=== GIVEN DATA ===

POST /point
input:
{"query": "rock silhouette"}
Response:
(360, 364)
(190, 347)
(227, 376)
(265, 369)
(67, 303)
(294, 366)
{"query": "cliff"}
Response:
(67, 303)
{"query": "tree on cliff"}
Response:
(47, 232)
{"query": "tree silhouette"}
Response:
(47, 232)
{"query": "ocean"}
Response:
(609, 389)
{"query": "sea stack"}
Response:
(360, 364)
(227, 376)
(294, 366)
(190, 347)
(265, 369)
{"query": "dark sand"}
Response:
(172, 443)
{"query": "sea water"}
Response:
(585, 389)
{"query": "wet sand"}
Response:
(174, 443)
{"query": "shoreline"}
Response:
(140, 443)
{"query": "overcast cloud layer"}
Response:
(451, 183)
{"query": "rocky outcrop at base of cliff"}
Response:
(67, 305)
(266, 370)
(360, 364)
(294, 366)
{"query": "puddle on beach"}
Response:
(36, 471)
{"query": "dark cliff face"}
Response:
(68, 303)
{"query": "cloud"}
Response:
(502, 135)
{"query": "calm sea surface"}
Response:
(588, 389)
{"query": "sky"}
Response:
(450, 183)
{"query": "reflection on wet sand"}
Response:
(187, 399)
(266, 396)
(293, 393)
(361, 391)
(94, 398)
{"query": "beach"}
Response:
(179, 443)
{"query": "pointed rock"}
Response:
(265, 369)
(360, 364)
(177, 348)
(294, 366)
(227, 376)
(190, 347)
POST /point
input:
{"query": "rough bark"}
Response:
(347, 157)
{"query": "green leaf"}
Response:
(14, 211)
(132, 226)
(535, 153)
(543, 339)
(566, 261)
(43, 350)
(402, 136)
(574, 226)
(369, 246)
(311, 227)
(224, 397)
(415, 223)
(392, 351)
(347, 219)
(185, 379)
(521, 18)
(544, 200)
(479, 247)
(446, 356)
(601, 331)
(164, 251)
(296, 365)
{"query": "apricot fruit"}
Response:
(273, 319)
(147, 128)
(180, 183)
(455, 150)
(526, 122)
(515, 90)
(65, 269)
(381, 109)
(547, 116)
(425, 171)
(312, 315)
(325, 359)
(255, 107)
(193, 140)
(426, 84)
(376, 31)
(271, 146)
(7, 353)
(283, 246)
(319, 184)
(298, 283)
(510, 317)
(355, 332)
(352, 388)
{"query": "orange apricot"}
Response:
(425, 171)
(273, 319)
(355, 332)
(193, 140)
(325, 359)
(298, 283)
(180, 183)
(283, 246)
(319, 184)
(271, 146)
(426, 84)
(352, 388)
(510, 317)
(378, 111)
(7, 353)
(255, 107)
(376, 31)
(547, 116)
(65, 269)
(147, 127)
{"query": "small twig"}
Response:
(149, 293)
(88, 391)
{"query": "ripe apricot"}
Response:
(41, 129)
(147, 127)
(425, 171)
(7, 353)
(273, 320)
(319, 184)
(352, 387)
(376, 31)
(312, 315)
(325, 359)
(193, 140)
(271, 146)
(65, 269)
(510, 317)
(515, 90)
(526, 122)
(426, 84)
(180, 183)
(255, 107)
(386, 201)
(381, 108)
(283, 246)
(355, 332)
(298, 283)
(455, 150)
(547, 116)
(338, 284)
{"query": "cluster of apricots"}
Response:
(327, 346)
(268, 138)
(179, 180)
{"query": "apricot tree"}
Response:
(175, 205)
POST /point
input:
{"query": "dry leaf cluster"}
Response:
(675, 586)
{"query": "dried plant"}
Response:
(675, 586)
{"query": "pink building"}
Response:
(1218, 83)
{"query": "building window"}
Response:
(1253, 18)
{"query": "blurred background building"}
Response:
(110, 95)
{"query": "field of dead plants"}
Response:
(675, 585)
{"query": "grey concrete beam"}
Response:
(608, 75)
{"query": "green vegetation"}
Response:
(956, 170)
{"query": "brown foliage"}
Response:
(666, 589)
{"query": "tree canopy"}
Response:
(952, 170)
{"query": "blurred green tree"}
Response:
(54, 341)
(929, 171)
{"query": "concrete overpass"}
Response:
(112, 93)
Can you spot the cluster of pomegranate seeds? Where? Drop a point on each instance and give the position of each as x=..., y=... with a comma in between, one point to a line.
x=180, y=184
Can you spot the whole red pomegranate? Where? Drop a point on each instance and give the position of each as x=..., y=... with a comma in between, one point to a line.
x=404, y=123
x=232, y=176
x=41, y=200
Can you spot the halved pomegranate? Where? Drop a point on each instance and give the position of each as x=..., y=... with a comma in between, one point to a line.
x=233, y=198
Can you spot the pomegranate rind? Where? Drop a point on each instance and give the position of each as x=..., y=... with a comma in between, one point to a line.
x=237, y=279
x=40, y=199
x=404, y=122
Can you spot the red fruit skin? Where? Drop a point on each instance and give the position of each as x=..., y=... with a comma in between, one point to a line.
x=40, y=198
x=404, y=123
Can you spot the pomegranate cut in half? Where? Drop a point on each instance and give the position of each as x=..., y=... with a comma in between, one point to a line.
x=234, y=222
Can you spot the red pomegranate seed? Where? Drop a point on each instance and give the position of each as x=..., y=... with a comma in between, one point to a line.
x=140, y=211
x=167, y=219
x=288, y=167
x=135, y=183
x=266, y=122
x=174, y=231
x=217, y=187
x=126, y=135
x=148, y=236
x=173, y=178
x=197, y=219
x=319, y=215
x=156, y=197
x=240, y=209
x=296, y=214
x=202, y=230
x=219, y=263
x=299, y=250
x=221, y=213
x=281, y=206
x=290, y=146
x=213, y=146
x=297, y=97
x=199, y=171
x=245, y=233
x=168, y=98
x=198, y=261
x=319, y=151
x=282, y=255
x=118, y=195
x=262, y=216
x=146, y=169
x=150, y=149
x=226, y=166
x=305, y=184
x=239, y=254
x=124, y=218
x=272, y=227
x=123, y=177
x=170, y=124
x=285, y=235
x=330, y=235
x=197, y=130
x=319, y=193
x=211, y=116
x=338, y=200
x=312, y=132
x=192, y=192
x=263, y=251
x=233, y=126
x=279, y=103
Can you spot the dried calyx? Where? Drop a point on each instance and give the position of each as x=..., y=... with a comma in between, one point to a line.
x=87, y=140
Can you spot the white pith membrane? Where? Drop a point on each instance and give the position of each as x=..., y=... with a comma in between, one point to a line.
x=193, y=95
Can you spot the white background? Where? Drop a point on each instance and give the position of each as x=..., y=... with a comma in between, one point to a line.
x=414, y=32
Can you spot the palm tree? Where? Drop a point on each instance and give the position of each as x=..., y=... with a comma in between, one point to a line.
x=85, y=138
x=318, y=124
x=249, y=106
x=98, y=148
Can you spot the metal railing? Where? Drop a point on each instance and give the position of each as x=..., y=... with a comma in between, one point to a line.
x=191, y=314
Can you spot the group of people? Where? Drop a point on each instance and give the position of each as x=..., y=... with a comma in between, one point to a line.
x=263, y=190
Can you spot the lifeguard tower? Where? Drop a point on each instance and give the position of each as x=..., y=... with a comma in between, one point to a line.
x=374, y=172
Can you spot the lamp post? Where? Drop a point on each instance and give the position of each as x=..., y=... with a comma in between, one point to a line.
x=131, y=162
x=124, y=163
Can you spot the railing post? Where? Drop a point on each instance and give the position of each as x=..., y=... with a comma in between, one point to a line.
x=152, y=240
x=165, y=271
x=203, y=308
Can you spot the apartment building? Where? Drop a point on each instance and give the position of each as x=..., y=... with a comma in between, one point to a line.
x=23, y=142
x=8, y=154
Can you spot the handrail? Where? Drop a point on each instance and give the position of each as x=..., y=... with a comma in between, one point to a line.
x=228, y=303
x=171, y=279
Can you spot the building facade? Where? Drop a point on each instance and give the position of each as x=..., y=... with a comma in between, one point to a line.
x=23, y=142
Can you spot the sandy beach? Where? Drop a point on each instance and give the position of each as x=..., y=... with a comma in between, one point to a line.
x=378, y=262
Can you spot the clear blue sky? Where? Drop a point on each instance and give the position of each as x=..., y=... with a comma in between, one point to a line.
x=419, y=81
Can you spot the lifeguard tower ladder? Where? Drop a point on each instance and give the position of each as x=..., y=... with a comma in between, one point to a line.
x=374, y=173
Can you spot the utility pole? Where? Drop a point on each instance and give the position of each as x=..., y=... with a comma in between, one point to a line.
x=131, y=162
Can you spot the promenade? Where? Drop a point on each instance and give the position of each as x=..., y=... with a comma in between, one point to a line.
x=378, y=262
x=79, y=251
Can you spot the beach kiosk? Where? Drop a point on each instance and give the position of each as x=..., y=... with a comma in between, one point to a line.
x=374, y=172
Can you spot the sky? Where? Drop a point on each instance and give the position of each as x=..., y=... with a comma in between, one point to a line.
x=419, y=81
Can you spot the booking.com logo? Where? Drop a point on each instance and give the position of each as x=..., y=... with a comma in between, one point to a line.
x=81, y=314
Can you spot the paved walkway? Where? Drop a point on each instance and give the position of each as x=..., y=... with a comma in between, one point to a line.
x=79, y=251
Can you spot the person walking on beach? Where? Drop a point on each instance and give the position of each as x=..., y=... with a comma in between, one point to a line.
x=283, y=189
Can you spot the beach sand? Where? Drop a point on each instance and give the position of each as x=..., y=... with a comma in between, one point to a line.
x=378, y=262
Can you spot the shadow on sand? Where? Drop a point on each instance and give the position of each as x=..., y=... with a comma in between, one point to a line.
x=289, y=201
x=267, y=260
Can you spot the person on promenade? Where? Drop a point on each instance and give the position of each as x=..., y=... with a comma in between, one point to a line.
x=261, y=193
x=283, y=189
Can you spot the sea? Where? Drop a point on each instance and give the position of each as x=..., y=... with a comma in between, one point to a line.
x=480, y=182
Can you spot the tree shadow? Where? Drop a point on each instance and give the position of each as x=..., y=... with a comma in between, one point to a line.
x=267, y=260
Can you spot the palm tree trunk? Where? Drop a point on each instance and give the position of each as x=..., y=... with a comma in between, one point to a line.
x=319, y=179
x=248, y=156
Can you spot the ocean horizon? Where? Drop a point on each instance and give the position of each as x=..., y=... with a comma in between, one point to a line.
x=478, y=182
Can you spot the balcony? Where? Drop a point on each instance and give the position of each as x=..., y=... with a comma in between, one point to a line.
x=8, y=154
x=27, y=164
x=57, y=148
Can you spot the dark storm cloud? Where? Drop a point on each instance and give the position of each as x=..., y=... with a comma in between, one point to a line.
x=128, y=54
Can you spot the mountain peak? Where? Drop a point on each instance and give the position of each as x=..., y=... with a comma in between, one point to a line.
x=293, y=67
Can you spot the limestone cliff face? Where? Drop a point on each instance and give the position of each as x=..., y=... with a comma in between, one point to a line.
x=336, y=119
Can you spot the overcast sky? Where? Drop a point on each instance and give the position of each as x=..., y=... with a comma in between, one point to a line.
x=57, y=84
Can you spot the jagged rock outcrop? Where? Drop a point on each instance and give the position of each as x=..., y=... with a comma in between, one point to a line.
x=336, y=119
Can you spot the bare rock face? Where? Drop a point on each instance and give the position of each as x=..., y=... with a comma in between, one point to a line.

===

→ THE TASK:
In the records above, find every line that contains the word "blurred" and copy it.

→ COMPLETED EXERCISE:
{"query": "blurred background building"}
{"query": "blurred green tree"}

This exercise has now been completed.